**INSTRUCTIONS FOR THE TASK:**
Output, with no changes, the span of lines that opens with the line containing "Expected output, for every instance of the green moss, the" and closes with the last line.

**MATERIAL TO PROCESS:**
※ ※ ※
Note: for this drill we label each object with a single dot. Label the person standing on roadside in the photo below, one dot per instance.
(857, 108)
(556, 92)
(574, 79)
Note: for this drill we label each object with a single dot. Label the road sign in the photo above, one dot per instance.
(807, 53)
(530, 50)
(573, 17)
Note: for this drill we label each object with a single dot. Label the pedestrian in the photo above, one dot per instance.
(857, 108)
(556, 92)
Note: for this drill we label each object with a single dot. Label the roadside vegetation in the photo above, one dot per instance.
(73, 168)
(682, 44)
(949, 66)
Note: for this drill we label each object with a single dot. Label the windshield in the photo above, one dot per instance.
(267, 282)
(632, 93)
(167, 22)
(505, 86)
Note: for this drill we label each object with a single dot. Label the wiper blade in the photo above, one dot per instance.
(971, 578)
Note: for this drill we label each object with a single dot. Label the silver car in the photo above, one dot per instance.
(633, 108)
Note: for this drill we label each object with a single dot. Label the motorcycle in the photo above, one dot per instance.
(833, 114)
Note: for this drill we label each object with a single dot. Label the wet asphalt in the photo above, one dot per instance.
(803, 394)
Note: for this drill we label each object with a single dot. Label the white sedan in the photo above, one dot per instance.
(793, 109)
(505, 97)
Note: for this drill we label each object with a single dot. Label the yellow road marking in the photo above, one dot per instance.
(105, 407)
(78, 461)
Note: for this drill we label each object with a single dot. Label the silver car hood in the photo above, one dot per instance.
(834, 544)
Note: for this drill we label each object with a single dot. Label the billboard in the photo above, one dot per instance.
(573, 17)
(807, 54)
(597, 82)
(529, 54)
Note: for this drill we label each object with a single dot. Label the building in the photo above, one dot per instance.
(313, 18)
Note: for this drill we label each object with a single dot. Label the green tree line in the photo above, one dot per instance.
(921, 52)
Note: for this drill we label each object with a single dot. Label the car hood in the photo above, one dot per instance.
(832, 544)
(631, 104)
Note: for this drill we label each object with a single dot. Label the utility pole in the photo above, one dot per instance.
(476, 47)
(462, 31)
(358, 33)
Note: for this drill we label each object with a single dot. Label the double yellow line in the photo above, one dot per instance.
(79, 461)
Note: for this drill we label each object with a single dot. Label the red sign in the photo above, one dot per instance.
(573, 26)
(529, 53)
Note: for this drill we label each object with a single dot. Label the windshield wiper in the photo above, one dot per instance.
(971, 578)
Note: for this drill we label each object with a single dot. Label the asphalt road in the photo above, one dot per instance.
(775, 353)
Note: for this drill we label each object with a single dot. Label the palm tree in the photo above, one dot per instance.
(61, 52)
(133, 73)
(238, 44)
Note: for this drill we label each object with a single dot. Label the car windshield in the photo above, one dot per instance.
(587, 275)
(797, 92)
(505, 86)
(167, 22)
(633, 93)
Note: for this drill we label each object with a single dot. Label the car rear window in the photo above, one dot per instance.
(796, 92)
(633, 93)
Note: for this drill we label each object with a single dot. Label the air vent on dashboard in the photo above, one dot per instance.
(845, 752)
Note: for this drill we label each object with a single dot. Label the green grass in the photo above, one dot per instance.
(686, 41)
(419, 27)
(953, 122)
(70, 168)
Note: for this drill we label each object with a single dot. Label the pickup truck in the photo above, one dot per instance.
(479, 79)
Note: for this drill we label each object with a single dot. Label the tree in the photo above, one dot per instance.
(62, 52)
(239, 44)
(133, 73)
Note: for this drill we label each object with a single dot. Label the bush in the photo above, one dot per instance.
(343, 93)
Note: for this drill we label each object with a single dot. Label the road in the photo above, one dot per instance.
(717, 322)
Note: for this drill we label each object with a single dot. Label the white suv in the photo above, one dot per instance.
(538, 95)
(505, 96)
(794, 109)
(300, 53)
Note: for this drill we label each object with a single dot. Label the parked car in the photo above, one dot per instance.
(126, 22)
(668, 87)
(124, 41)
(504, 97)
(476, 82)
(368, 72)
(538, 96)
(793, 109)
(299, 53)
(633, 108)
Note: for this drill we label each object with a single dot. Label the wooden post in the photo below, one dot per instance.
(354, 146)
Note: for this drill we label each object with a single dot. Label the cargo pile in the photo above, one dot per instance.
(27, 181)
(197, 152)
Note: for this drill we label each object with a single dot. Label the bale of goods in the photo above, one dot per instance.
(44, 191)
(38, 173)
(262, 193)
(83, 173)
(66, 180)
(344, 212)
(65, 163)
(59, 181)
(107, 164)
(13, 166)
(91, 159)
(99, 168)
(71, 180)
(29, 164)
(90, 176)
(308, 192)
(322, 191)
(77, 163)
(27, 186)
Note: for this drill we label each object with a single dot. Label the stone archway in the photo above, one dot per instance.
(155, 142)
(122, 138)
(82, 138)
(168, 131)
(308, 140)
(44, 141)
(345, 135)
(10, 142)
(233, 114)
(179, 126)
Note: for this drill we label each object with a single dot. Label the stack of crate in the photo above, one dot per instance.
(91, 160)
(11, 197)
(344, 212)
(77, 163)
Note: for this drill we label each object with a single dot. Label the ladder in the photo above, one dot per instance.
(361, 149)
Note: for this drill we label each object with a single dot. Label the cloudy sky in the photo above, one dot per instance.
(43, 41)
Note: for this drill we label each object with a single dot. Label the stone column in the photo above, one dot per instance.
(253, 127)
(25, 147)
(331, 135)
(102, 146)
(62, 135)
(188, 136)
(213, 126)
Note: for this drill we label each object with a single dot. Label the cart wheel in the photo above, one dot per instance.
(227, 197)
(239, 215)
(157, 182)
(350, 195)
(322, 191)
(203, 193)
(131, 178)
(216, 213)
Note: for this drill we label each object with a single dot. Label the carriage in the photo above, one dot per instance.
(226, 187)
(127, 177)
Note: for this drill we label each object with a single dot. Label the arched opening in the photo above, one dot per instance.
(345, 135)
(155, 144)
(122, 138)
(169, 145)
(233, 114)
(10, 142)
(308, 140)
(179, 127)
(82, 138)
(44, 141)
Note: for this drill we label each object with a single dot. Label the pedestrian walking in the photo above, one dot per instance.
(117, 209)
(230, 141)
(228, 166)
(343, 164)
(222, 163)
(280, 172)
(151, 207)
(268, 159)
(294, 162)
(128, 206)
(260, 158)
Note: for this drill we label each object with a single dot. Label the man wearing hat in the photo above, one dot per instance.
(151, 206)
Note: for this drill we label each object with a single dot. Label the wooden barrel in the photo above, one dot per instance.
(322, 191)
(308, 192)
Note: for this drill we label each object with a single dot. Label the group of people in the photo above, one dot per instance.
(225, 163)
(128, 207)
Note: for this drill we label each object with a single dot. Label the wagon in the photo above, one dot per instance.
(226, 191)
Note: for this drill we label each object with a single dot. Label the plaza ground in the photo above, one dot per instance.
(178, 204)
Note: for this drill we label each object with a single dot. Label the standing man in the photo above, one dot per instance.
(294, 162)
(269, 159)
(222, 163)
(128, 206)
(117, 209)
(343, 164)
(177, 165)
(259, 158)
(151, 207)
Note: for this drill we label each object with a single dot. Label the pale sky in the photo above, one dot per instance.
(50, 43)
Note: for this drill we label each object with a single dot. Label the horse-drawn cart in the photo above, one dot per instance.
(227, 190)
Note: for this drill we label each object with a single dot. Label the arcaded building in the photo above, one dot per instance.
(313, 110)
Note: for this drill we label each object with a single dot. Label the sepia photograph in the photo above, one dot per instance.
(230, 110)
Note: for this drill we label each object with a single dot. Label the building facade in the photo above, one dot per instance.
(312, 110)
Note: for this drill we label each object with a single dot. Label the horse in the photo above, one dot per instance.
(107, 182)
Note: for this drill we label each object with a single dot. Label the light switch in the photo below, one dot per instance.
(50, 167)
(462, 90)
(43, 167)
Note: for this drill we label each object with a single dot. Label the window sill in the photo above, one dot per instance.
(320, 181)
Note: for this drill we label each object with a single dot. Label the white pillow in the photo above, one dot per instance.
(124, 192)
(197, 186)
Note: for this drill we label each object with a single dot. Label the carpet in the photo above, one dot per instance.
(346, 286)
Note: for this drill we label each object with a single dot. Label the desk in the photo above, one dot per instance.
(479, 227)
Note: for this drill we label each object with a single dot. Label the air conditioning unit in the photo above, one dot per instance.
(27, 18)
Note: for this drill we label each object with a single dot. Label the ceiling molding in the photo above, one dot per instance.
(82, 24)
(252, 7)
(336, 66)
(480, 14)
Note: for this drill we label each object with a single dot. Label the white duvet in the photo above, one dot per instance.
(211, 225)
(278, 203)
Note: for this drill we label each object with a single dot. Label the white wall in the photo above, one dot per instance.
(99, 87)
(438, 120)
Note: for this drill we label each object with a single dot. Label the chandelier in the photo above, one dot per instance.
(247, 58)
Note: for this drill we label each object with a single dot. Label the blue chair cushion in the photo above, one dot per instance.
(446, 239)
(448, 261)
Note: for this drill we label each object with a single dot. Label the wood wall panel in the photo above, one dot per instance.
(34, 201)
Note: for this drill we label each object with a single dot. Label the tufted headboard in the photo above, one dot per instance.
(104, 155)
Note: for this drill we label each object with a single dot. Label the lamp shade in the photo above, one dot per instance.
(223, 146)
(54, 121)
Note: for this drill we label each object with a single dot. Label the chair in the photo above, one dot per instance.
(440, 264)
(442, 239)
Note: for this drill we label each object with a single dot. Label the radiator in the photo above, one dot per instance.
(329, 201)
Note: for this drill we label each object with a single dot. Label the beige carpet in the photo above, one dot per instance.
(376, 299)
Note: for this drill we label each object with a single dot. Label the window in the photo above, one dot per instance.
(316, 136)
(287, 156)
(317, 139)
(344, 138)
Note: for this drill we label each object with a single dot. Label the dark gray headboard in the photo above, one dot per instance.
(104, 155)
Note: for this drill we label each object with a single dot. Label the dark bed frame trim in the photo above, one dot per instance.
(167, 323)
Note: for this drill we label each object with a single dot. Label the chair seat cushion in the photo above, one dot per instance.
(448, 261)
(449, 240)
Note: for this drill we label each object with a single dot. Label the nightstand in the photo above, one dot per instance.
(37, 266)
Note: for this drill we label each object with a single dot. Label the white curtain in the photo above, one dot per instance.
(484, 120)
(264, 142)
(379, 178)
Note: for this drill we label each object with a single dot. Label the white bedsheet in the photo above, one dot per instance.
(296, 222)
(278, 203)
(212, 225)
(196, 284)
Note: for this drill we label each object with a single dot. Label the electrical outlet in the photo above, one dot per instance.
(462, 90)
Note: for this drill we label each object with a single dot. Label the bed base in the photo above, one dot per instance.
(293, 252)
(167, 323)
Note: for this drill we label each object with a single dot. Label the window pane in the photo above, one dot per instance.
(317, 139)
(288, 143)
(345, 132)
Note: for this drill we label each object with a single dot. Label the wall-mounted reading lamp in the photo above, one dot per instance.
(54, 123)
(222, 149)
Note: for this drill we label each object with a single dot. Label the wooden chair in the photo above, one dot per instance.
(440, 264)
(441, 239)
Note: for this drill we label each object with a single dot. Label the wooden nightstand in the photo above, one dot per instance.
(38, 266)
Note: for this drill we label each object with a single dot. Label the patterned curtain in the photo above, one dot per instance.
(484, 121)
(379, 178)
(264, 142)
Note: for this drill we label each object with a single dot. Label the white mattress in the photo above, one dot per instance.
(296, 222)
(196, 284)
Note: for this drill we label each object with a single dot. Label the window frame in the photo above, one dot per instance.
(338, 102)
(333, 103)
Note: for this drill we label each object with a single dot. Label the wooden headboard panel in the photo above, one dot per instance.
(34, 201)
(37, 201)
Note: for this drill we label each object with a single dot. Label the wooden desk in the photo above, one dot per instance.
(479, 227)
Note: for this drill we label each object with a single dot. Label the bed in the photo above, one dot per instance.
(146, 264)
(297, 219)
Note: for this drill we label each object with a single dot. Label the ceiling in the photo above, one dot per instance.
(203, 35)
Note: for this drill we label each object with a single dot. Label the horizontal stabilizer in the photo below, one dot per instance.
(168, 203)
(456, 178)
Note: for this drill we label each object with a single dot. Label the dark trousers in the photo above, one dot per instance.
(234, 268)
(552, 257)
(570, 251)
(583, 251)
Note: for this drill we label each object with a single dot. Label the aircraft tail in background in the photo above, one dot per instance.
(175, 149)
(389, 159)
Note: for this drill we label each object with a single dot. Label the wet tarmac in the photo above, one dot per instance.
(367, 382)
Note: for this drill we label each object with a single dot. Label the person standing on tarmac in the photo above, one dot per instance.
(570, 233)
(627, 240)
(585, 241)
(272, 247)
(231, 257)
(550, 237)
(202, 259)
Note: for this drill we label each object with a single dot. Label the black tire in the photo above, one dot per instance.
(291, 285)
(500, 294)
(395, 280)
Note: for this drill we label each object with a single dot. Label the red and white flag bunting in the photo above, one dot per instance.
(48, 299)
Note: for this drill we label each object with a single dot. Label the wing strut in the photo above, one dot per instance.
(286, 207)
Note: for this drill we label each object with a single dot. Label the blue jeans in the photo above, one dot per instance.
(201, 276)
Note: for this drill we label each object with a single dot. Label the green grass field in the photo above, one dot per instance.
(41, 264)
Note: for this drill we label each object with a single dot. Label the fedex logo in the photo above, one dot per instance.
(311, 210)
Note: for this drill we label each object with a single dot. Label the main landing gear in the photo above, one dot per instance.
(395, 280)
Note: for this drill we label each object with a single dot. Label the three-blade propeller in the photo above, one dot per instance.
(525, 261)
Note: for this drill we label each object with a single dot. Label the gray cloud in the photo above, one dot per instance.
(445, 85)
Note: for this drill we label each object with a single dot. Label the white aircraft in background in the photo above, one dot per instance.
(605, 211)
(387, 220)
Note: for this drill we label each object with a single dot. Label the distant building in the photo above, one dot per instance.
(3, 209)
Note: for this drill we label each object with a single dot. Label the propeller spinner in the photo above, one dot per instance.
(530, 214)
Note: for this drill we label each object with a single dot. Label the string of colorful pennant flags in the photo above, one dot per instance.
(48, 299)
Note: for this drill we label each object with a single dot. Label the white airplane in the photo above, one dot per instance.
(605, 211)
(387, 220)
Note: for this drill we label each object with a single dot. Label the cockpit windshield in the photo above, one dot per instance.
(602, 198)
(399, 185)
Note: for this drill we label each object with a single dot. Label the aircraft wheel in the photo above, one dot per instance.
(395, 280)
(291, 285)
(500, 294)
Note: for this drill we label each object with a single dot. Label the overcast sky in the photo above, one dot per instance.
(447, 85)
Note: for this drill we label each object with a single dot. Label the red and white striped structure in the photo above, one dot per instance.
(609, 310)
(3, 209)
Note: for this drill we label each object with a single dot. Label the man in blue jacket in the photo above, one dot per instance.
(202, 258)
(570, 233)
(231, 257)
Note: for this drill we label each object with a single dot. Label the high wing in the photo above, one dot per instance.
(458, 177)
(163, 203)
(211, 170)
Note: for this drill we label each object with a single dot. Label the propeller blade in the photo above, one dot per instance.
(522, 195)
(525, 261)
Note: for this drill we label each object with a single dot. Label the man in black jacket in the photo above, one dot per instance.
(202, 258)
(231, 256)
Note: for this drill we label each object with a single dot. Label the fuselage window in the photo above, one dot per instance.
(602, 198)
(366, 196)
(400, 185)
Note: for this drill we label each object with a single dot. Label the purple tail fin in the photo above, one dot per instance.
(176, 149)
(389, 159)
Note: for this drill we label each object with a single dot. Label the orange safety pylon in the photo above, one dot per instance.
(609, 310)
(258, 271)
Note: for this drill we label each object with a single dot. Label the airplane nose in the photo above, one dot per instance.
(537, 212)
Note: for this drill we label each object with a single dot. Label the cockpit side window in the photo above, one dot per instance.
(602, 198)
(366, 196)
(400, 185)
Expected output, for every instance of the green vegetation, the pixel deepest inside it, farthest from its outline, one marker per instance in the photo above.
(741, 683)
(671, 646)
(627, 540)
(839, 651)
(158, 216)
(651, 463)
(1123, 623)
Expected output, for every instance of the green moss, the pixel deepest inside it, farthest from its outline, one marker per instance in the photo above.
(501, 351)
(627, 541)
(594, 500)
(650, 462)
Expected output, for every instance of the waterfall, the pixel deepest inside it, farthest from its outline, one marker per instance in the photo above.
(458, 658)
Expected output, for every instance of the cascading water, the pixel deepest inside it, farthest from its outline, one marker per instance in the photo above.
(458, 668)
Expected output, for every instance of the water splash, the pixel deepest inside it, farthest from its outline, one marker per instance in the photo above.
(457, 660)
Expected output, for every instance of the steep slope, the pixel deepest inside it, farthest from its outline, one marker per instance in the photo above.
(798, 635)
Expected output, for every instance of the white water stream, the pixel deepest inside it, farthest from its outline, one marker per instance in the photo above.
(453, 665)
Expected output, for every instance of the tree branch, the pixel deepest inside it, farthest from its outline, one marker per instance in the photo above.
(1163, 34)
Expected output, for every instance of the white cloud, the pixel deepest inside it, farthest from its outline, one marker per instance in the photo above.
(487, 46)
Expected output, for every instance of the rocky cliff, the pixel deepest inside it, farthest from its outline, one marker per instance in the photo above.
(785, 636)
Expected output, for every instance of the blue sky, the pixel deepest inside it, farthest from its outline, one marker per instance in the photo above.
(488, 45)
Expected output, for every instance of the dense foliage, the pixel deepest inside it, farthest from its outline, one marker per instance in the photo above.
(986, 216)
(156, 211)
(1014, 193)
※ ※ ※
**SOLVED PROBLEM:**
Expected output, for every instance of the green moss, the pixel deepest inside it, farthest from its outline, one marker per instance in the photo above.
(501, 351)
(627, 541)
(594, 500)
(650, 462)
Expected output, for every instance of the waterfall, the pixel deepest inside it, farthest from its outline, one marker per instance in the photo above.
(458, 658)
Expected output, for every instance of the cascading water, the pixel deepest inside it, farthest from its outline, one marker per instance in the photo above.
(458, 668)
Expected output, for every instance of the water splash, the pixel deepest inside it, farthest from its outline, one marker per instance in the photo above.
(457, 660)
Expected output, for every instance of the steep slope, the pixel deepest inside it, farthest from its outline, one marker per instance in the photo above.
(798, 635)
Expected output, for every instance of the white water stream, the pixel deepest inside it, farthest from its outline, one marker per instance in the photo above.
(453, 665)
Expected output, for every instance of the tree branch, the pixel deepest inside it, farthest from its outline, one marker per instance in the photo above.
(1163, 34)
Expected output, for every instance of the white cloud, the pixel deepest inside it, farthest from its outline, one marker per instance in the photo above.
(487, 46)
Expected output, for every instance of the rocky cliff, the pixel deepest inside it, farthest from its outline, one marker per instance in the photo above.
(785, 636)
Expected output, for every instance of the blue sky, the pixel deepest inside it, farthest from its outline, one marker per instance in the photo above.
(488, 45)
Expected output, for every instance of the dense foliage, the pixel deepest inside it, farthest from its outline, one marker per instance in the photo above.
(986, 216)
(156, 211)
(1014, 193)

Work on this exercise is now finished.